## THE PROBLEM:
Copy the records below verbatim, starting at the line containing "Where can the palm" and ending at the line containing "<point>68,279</point>", including both of those lines.
==========
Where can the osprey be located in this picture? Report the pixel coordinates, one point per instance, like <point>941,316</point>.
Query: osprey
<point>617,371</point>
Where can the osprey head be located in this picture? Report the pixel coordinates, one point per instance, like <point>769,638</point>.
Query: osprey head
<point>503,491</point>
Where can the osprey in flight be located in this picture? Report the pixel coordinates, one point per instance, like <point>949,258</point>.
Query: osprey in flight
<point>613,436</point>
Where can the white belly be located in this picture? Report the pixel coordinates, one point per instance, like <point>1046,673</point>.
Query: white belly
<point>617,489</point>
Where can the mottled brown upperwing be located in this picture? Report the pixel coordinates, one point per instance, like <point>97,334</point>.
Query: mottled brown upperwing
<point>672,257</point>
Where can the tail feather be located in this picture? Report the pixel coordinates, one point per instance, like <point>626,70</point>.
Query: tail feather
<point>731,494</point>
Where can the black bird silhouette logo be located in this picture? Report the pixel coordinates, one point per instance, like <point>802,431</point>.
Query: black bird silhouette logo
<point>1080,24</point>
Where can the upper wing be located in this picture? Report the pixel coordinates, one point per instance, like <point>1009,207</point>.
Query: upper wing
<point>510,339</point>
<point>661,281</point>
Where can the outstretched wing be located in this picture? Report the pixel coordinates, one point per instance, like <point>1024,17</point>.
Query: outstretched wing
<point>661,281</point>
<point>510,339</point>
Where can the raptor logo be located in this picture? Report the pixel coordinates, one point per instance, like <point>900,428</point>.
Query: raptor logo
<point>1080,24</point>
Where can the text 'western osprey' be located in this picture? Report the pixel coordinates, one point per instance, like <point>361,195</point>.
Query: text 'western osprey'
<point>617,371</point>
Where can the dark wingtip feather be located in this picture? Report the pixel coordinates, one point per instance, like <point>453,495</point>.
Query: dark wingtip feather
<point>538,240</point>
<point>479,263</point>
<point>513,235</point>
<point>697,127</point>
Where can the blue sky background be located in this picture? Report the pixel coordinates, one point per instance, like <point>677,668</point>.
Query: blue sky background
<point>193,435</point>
==========
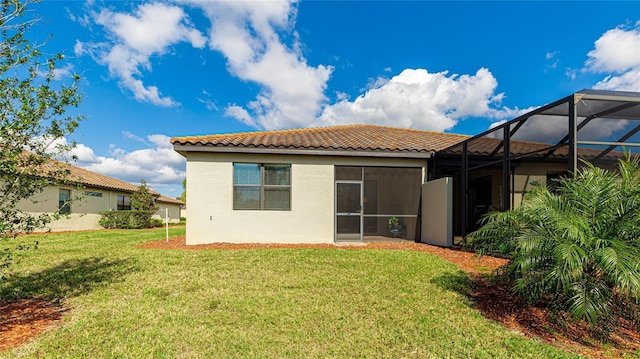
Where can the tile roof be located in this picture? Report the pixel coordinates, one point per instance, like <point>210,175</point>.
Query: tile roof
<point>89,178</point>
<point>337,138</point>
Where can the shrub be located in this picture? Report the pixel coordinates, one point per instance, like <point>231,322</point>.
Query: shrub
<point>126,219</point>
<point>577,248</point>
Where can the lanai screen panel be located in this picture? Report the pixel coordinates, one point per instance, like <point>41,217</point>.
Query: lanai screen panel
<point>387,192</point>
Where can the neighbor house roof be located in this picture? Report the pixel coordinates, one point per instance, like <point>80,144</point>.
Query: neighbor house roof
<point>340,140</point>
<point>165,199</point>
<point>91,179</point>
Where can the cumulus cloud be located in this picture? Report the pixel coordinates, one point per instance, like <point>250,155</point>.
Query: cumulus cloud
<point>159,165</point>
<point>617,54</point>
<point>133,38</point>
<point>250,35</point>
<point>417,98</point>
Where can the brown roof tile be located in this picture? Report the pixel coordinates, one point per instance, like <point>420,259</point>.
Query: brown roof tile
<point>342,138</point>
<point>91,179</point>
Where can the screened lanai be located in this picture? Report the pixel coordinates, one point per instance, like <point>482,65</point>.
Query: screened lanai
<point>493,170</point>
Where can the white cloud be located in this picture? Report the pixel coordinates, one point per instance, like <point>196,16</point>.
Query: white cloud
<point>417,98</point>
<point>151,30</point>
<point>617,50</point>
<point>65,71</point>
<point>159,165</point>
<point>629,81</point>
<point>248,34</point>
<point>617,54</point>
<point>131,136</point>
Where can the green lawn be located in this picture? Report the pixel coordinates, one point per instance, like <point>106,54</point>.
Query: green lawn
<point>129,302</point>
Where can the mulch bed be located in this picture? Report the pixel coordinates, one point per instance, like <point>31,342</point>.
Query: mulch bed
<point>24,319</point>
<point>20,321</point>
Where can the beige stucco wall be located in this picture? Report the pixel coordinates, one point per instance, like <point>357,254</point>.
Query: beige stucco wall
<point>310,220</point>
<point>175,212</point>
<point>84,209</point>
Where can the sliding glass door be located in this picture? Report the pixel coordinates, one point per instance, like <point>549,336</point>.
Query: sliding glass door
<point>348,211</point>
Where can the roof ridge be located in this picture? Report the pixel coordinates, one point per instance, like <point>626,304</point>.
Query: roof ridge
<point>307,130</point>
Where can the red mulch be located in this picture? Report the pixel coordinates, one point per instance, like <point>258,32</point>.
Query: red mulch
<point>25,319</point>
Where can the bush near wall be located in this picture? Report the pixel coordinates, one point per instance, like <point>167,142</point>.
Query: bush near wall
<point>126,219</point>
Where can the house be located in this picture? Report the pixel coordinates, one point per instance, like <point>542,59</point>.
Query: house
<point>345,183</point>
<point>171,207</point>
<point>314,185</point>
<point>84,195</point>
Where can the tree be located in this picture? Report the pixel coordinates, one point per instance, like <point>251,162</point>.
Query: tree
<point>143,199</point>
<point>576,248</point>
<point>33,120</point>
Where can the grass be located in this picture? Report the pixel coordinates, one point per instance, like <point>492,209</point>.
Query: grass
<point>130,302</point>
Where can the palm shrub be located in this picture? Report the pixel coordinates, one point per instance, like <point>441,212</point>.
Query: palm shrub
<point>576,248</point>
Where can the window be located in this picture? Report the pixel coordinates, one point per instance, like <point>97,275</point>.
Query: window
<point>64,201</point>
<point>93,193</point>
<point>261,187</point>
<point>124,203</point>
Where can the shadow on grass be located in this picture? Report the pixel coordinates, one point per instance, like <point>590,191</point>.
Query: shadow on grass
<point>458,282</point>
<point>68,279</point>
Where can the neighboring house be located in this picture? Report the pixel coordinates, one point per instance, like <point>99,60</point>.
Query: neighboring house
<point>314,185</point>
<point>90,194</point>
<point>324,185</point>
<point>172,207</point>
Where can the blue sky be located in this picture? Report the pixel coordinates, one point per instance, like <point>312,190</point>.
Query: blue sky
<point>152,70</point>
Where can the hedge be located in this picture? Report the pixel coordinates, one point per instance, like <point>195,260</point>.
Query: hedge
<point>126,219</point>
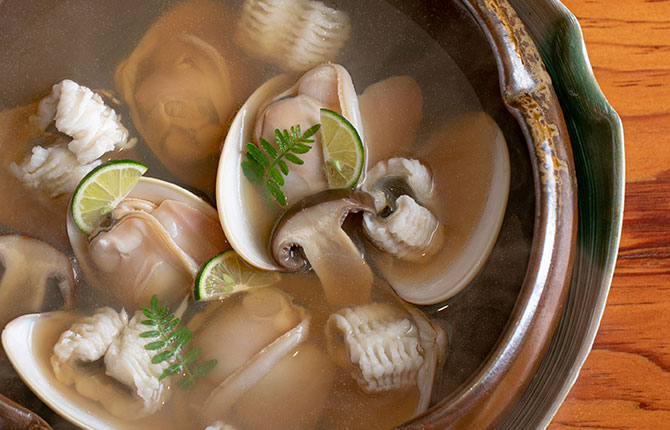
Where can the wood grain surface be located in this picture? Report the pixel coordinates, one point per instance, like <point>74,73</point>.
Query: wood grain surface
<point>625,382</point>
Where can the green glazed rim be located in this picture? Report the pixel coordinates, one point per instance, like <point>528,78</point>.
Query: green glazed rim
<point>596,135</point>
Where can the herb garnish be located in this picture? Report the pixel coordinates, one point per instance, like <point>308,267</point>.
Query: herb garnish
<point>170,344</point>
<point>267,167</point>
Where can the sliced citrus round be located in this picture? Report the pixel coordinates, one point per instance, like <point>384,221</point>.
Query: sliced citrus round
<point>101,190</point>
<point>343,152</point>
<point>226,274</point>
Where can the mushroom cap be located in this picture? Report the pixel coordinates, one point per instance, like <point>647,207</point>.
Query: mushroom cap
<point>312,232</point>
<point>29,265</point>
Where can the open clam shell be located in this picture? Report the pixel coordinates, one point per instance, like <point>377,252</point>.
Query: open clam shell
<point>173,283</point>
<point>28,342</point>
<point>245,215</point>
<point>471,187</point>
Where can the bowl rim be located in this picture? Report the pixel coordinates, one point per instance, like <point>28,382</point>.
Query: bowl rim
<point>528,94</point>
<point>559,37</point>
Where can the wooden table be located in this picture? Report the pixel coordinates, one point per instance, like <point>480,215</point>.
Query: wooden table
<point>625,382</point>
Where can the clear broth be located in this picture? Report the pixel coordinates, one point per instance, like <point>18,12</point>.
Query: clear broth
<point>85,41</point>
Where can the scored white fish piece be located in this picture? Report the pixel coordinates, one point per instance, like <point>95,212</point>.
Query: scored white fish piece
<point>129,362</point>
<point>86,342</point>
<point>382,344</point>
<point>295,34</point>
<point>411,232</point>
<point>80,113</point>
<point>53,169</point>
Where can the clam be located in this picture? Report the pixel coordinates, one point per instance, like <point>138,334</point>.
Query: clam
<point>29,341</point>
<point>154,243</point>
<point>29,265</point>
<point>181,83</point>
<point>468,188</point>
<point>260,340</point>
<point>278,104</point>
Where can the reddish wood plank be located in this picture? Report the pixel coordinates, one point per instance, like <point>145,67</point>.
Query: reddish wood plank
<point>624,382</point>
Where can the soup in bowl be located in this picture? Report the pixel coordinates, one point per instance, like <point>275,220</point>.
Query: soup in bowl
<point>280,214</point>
==========
## EXERCISE SOLUTION:
Where can the palm shrub be located in this picture? Report the pixel coordinates, one point per instance, like <point>441,212</point>.
Query: palm shrub
<point>576,248</point>
Where can the window be located in this picture? Report the pixel coordinates, one point per instance, like <point>97,275</point>.
Query: window
<point>64,201</point>
<point>93,193</point>
<point>261,187</point>
<point>124,203</point>
Where can the shadow on grass be located in this picture? Report the pixel coordinates, one point per instance, like <point>590,191</point>.
Query: shadow on grass
<point>458,282</point>
<point>68,279</point>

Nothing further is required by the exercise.